##### DATA #####
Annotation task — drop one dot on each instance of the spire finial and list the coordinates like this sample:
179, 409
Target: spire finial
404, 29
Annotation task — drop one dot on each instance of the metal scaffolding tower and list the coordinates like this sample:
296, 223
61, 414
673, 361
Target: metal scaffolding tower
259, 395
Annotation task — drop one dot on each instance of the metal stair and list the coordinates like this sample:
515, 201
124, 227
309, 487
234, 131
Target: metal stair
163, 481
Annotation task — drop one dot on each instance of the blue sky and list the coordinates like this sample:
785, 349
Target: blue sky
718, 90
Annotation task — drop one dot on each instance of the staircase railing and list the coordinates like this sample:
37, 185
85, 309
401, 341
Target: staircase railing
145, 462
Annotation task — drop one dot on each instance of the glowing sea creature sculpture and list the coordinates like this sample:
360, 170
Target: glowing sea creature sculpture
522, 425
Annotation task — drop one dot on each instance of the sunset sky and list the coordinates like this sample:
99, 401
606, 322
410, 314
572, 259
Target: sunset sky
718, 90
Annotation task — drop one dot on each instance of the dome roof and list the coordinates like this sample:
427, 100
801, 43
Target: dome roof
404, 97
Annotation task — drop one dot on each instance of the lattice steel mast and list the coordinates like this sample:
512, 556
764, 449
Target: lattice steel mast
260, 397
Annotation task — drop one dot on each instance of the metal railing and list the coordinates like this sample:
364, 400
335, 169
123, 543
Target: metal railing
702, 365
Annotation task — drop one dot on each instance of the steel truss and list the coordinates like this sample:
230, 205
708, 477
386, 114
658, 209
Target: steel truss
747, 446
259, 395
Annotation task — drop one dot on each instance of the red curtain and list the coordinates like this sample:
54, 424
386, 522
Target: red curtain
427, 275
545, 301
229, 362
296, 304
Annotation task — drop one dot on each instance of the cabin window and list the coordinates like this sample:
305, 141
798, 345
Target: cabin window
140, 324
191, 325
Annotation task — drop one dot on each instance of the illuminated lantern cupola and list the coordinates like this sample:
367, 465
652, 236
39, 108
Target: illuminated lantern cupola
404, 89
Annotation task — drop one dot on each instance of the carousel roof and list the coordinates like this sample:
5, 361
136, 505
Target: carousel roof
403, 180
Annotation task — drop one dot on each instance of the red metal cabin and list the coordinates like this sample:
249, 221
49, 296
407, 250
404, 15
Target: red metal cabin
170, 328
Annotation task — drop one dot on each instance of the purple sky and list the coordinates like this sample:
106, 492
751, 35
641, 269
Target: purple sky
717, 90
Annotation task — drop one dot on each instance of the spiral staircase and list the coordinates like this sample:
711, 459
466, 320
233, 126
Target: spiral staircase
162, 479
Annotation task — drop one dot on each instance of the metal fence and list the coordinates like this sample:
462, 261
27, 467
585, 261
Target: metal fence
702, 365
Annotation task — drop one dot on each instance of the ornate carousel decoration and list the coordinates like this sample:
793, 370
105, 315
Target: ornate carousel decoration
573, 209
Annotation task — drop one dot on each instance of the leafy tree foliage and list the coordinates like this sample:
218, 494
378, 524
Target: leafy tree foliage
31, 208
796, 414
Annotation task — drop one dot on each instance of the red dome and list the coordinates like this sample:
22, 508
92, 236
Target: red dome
#####
JOB:
Return exactly the lines from the one containing "of the cabin" through the last line of the records above, both included, and nothing else.

COMPLETE OUTPUT:
Annotation task — drop one dot on each instance of the cabin window and list the coordinates like this sample:
305, 141
798, 345
Target: cabin window
140, 324
191, 325
Annotation task — drop one dot on each instance of the illuminated lantern cupola and list the coordinates like this sample:
367, 465
652, 236
39, 108
Target: illuminated lantern cupola
404, 89
Annotation task — drop one dot on each instance of the carousel roof and list the coordinates like this sample:
5, 361
136, 505
Target: carousel roof
403, 180
Annotation task — drop one dot on each instance of the red metal cabin and list the coordinates like this sample:
249, 221
49, 296
407, 250
404, 15
Target: red metal cabin
170, 328
Annotation task — drop one dot on each instance of the purple sky and list the coordinates like this sample:
106, 492
751, 35
641, 269
Target: purple sky
717, 90
Annotation task — drop one dot on each instance of the spiral staircase and list the coordinates like this sample:
711, 459
466, 320
233, 126
Target: spiral staircase
162, 479
Annotation task — drop one dot on each instance of the metal fence and list the coordinates like this sample:
462, 261
27, 467
585, 261
Target: metal fence
702, 365
Annotation task — drop one dot on each instance of the ornate carousel decoration and list the coordinates like this sample:
793, 370
105, 315
Target: ornate carousel decoration
573, 209
Annotation task — drop one dot on each instance of the leafy tree foliage and list the coordinates like this sample:
218, 494
378, 524
Target: leafy tree foliage
31, 208
796, 414
Annotation task — drop one dot on each instance of the red dome and list the coordinates like this sample:
22, 508
92, 236
Target: red dome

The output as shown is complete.